Most RAG pipelines do one thing well: find text chunks that are semantically similar to a query. But a real customer question like "My API calls are failing and I need to upgrade my plan" isn't answered by similarity alone. You need:
- Semantic similarity to understand the intent (vector search)
- Keyword precision to catch exact terms like "API" and "upgrade" (text search)
- Metadata filtering to surface only relevant, high-quality articles (SQL conditions)
- Relationship awareness to follow the thread from "API rate limits" to "plan upgrade" to "billing FAQ" (graph traversal)
Gluing Pinecone + Elasticsearch + Neo4j together to get this is an infrastructure nightmare. VelesQL does it in one query string, inside a single embedded engine.
In this tutorial, we'll build a customer support AI agent that uses all four query types against VelesDB® v1.9.3.
What is VelesQL?
VelesQL is a SQL-like language with three domain-specific extensions:
-
NEAR- vector similarity search (HNSW) -
MATCH 'term'- full-text search (BM25) -
MATCH (a)-[:REL]->(b)- Cypher-like graph pattern matching
Combine them with standard SQL predicates (AND, OR, <, =, >) and you can express hybrid retrieval logic in one statement. If you know SQL and a bit of Cypher, you already know 90% of VelesQL.
-- Hybrid vector + text + metadata
SELECT * FROM support_kb
WHERE vector NEAR $v
AND content MATCH 'authentication'
AND resolved_pct > 80
LIMIT 5
-- Graph + vector in one query
MATCH (doc:Document)-[:AUTHORED_BY]->(author:Person)
WHERE similarity(doc.embedding, $question) > 0.8
AND author.department = 'Engineering'
RETURN author.name, doc.title
ORDER BY similarity() DESC LIMIT 5
The first query combines vector search, keyword matching, and SQL filters. The second one walks the knowledge graph with node labels, filters by metadata, and ranks nodes by semantic similarity. Both are VelesQL, both run in one engine.

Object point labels

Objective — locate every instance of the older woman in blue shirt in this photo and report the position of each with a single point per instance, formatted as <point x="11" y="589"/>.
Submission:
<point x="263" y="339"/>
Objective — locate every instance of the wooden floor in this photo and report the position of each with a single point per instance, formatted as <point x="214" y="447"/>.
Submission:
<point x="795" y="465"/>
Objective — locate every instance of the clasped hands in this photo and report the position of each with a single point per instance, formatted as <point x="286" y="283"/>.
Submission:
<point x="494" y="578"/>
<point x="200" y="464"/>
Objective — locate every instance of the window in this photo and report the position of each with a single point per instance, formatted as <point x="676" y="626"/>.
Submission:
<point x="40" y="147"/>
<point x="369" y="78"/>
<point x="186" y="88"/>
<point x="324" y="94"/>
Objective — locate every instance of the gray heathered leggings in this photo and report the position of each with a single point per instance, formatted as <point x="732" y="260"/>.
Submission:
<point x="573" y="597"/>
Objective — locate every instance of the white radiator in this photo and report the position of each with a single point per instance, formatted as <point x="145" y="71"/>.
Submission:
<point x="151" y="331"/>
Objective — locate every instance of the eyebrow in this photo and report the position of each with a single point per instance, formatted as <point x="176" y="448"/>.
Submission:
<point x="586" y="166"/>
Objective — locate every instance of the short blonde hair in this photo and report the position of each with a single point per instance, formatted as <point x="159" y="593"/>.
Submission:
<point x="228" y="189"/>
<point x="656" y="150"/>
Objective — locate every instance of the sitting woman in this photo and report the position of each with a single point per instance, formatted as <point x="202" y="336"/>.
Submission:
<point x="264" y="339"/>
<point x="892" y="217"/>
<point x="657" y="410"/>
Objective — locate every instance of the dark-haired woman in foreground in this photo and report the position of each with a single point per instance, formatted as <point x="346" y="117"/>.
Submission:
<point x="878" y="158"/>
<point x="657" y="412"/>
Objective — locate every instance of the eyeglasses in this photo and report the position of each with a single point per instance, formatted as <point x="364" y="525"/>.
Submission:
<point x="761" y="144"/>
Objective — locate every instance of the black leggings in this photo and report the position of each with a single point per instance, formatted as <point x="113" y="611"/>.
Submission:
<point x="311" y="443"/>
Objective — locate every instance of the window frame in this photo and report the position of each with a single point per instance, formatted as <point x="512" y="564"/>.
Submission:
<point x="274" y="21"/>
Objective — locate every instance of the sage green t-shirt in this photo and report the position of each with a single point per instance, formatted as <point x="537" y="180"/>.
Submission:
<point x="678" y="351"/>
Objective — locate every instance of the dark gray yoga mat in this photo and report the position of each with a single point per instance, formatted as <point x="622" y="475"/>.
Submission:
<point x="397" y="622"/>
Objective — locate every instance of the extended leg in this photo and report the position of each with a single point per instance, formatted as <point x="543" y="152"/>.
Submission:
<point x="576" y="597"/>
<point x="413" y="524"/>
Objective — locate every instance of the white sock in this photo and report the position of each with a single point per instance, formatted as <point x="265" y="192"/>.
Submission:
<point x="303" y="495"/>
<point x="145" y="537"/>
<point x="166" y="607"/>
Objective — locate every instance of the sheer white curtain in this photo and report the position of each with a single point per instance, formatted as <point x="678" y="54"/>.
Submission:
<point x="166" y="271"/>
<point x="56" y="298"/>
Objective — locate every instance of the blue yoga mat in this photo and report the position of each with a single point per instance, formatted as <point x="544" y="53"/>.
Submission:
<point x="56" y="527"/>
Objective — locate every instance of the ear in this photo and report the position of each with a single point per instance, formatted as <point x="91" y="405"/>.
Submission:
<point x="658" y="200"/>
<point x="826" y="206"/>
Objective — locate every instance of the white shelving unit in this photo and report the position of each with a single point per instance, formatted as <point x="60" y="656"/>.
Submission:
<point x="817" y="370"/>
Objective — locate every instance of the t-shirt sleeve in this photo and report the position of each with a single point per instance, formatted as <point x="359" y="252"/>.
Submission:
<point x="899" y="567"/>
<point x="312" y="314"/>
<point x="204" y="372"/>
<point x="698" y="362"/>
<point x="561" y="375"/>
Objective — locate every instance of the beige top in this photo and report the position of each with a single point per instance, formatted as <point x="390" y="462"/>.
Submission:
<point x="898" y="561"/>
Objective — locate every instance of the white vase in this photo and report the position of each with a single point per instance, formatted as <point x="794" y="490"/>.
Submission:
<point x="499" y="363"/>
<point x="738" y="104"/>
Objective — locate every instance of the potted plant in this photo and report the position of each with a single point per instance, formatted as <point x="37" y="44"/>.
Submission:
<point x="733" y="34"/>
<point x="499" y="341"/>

■ Your objective: In the VelesQL tutorial, condense the paragraph beginning "Combine them with standard SQL predicates" into a short bulleted list that keeps its main facts.

■ Final answer:
- VelesQL's three extensions combine with standard SQL predicates (AND, OR, <, =, >).
- Hybrid retrieval logic can then be written in a single statement.
- Knowing SQL and a bit of Cypher covers 90% of VelesQL.